===== Excerpted records
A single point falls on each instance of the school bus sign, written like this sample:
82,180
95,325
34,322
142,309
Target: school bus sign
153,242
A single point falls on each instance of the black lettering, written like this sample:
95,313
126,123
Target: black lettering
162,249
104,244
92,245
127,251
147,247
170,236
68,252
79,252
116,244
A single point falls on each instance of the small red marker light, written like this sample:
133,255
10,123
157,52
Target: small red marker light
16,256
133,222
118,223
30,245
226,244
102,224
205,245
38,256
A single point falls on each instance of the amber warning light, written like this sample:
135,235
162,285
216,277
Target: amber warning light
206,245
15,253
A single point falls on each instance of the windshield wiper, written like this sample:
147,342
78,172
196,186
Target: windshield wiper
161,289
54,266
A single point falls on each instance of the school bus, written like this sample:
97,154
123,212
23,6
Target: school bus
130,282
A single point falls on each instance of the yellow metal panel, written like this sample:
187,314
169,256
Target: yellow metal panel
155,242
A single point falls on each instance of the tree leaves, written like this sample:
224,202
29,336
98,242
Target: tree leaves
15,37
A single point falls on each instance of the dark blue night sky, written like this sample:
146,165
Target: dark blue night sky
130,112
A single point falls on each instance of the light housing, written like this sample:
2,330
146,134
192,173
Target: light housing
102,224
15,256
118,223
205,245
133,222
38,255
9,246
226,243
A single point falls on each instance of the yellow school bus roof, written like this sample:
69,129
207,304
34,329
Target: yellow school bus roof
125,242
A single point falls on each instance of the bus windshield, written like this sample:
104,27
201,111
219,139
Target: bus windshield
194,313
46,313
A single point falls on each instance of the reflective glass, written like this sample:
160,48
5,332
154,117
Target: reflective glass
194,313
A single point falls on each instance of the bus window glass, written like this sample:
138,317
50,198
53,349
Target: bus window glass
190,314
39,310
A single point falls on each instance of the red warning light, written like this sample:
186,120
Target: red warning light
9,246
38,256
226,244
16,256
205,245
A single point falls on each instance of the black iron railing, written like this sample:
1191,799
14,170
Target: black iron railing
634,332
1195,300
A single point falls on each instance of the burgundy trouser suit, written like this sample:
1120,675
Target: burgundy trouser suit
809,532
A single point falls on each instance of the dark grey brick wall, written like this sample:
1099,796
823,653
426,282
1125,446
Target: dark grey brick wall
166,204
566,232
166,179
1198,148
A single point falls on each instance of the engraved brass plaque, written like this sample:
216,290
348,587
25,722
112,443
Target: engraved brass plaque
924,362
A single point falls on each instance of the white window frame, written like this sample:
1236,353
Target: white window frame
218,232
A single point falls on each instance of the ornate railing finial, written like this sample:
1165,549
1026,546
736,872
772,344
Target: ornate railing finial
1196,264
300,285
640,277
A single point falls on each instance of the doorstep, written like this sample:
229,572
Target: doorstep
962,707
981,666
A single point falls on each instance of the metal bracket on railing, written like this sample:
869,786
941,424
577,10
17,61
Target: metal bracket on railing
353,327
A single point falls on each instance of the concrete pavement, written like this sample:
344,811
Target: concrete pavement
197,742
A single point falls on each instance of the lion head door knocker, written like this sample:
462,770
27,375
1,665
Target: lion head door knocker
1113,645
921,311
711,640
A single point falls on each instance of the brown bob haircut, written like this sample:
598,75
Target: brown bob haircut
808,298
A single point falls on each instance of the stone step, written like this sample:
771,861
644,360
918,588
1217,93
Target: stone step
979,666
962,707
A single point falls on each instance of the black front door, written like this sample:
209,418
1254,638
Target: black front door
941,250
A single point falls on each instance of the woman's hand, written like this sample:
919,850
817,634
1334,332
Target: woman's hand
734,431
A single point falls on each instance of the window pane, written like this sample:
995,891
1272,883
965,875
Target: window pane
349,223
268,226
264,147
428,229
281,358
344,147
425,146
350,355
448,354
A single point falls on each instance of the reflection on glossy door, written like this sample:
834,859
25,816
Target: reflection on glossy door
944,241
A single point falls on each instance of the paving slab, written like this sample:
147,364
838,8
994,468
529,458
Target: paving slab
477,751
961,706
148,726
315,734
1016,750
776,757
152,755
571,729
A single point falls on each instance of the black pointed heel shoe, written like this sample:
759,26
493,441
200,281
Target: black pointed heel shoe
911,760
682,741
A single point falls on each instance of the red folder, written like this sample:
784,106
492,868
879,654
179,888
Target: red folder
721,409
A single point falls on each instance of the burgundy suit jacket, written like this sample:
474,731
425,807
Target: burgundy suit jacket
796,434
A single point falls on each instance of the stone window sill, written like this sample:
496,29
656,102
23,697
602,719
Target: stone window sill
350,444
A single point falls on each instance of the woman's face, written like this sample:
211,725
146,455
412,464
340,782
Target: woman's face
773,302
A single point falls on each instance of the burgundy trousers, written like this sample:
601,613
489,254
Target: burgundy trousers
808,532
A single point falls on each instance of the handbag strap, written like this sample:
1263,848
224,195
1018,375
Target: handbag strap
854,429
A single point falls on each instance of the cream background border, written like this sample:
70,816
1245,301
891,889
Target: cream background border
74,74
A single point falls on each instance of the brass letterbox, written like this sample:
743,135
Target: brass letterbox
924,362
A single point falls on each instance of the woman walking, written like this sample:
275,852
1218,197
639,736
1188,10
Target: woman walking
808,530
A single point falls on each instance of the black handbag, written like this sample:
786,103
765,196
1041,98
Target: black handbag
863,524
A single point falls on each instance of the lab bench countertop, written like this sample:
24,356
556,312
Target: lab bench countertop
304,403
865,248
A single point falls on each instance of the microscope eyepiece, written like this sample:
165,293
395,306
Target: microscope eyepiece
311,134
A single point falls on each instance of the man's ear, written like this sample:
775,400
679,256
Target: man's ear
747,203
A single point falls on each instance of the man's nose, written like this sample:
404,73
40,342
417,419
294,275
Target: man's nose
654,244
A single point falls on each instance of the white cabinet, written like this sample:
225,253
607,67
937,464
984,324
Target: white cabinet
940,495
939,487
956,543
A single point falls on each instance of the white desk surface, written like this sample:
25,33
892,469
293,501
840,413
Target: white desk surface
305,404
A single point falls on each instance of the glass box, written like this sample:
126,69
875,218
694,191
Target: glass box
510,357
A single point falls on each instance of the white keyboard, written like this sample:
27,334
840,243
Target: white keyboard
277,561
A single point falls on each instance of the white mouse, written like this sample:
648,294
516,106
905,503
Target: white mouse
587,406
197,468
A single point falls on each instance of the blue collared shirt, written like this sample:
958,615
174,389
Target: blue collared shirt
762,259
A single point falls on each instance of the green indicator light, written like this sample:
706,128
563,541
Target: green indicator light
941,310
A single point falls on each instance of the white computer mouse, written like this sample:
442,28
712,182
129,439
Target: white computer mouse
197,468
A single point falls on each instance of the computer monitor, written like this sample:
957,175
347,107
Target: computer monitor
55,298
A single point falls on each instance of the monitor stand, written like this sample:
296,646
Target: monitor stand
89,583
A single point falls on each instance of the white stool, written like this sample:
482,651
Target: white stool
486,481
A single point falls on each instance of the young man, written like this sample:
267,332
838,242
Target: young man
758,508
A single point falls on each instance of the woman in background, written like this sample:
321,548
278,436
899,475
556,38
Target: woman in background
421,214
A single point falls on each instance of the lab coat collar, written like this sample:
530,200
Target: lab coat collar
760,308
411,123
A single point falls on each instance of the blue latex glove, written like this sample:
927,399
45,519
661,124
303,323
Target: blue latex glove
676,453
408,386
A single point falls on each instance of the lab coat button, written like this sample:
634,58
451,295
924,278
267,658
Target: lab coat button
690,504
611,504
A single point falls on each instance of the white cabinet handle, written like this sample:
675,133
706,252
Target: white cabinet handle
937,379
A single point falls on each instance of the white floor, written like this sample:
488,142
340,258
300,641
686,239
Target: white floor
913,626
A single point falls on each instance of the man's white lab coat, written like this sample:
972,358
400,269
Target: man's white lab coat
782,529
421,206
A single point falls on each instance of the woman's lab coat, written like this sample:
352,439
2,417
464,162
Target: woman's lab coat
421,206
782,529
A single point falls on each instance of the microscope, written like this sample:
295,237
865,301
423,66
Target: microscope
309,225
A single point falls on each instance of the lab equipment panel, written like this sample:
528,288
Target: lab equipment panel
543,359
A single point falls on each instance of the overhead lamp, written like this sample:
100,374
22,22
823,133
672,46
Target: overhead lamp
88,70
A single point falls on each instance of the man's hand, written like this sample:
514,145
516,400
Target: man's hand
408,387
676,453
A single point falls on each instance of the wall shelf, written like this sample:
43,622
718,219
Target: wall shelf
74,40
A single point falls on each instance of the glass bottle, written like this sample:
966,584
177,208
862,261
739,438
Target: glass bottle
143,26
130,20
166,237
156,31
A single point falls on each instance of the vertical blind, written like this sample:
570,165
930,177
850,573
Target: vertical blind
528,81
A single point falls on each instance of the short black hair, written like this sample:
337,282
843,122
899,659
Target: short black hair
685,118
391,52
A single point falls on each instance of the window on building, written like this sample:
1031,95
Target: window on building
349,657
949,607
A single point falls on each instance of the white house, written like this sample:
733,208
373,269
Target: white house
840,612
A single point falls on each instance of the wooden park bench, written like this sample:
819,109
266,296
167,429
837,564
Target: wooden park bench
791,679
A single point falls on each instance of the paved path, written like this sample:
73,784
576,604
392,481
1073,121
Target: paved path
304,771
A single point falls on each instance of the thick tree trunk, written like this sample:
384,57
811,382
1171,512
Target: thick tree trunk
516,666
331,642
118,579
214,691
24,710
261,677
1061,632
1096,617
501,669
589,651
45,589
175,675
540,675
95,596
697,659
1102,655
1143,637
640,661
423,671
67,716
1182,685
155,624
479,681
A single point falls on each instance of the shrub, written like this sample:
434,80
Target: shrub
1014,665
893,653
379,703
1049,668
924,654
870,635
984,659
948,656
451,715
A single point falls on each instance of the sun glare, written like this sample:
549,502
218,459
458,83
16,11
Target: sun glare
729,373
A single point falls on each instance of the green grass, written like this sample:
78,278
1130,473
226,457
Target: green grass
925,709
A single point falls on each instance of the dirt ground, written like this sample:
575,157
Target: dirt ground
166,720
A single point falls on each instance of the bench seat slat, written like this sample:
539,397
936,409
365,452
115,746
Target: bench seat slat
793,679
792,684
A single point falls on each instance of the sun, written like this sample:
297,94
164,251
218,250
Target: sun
==========
### Exercise instructions:
Write out once more the lines above beginning at the line with "A single point falls on each instance of the vertical"; continue through the final line and stop there.

### Reply to the task:
A single point falls on each instance of the vertical blind, written like this sample:
570,165
930,177
850,573
Target: vertical blind
528,81
A single point falls on each instance of the short black hair, written like this sample:
337,282
843,122
899,659
Target: short black hair
685,118
391,52
A single point falls on each instance of the window on building, written like this sample:
1031,95
Target: window on building
349,657
949,607
A single point falls on each instance of the white house, written like this sample:
733,208
373,269
Target: white house
840,612
A single point falls on each instance of the wooden park bench, written like this sample:
819,109
266,296
167,429
837,564
Target: wooden park bench
791,679
A single point falls on each instance of the paved path, written like this sample:
73,784
576,604
392,481
1073,121
Target: paved path
304,771
A single point falls on each instance of the thick tree trunk, written like this sample:
384,57
811,382
1171,512
Target: thick tree trunk
516,666
331,642
118,579
214,691
24,710
261,677
1061,632
1096,617
501,669
589,651
45,589
175,675
540,675
95,596
697,659
1102,655
1143,637
640,661
423,671
67,716
1182,685
155,624
479,681
A single point falls on each instance of the shrub, written like this sample:
434,80
Target: shrub
1014,665
893,653
379,703
1049,668
924,654
870,635
984,659
948,656
451,715
A single point falls on each instance of the sun glare, written like this sample:
549,502
218,459
458,83
16,11
Target: sun glare
729,373
A single point falls on each instance of the green grass, written like this sample:
78,278
1130,473
226,457
Target: green grass
925,709
A single point falls on each instance of the dirt ground, written like this sample:
575,157
Target: dirt ground
166,720
A single point falls on each instance of the bench seat slat, written like this sample:
539,397
936,409
365,452
115,746
Target: bench seat slat
793,679
792,684
A single point falls on each instance of the sun, written like this sample:
297,94
164,251
218,250
Target: sun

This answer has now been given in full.